[Written instruction]
Rescale the data below by reproducing every line in full and multiplying each x and y coordinate in the answers by 0.6. Round each result to the nearest whole number, with halves rounded up.

[Working data]
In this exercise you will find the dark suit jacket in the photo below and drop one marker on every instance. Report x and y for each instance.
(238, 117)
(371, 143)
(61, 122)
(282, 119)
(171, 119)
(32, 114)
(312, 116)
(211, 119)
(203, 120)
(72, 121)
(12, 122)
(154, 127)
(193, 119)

[Finished exercise]
In this exercise you will find the dark suit jacket in the photo below and drop one marker on every instance. Report x and y for each instance.
(143, 70)
(223, 86)
(37, 73)
(169, 71)
(103, 71)
(19, 68)
(187, 70)
(127, 71)
(122, 72)
(43, 73)
(7, 73)
(92, 76)
(116, 71)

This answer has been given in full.